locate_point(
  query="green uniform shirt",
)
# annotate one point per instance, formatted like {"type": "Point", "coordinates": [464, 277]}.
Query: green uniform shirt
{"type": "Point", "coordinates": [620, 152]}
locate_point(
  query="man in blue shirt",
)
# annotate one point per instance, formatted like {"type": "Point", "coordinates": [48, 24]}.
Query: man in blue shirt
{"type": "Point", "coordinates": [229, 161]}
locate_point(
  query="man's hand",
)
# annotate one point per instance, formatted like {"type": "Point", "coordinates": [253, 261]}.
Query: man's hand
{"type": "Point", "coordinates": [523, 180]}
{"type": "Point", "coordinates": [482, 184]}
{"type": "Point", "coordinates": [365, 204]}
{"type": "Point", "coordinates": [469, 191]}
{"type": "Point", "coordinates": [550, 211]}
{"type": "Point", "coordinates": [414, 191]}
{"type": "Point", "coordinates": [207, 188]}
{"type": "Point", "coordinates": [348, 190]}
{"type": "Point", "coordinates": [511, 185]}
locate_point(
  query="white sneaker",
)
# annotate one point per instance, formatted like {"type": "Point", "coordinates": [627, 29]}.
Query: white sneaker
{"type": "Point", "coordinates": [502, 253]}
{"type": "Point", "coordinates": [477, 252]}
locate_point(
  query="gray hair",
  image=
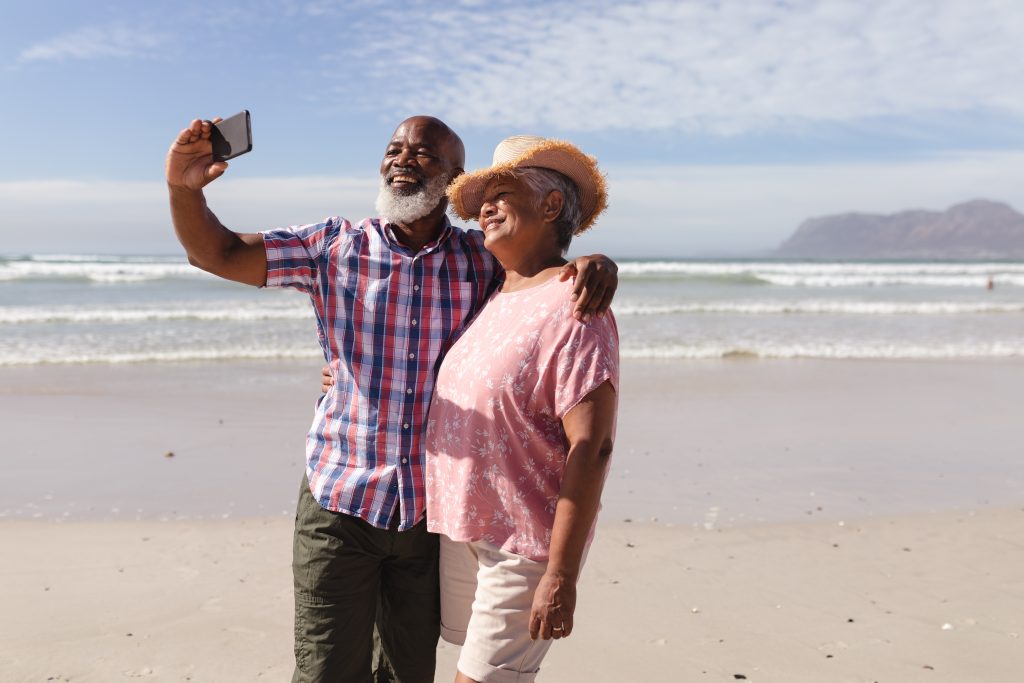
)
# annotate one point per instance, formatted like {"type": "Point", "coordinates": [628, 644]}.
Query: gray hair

+ + + +

Required task | Each record above must be returned exactly as written, with its pictures omitted.

Answer to this problem |
locate_point(
  query="green uniform shirt",
)
# annotate one point per instance, formatted like {"type": "Point", "coordinates": [464, 277]}.
Query: green uniform shirt
{"type": "Point", "coordinates": [620, 152]}
locate_point(
  query="man in blue shirt",
)
# annotate one point per instance, formatted like {"type": "Point", "coordinates": [48, 24]}.
Query: man in blue shirt
{"type": "Point", "coordinates": [229, 161]}
locate_point(
  query="man's hand",
)
# annotate one point per instance, formatted like {"type": "Point", "coordinates": [253, 261]}.
Query: man's hand
{"type": "Point", "coordinates": [523, 180]}
{"type": "Point", "coordinates": [482, 184]}
{"type": "Point", "coordinates": [365, 204]}
{"type": "Point", "coordinates": [469, 191]}
{"type": "Point", "coordinates": [550, 211]}
{"type": "Point", "coordinates": [414, 191]}
{"type": "Point", "coordinates": [207, 188]}
{"type": "Point", "coordinates": [348, 190]}
{"type": "Point", "coordinates": [511, 185]}
locate_point(
  query="white sneaker",
)
# annotate one point per instance, formatted like {"type": "Point", "coordinates": [627, 29]}.
Query: white sneaker
{"type": "Point", "coordinates": [502, 253]}
{"type": "Point", "coordinates": [477, 252]}
locate_point(
  query="gray hair",
  image=
)
# annotate one point per instance, formatted like {"type": "Point", "coordinates": [628, 644]}.
Query: gray hair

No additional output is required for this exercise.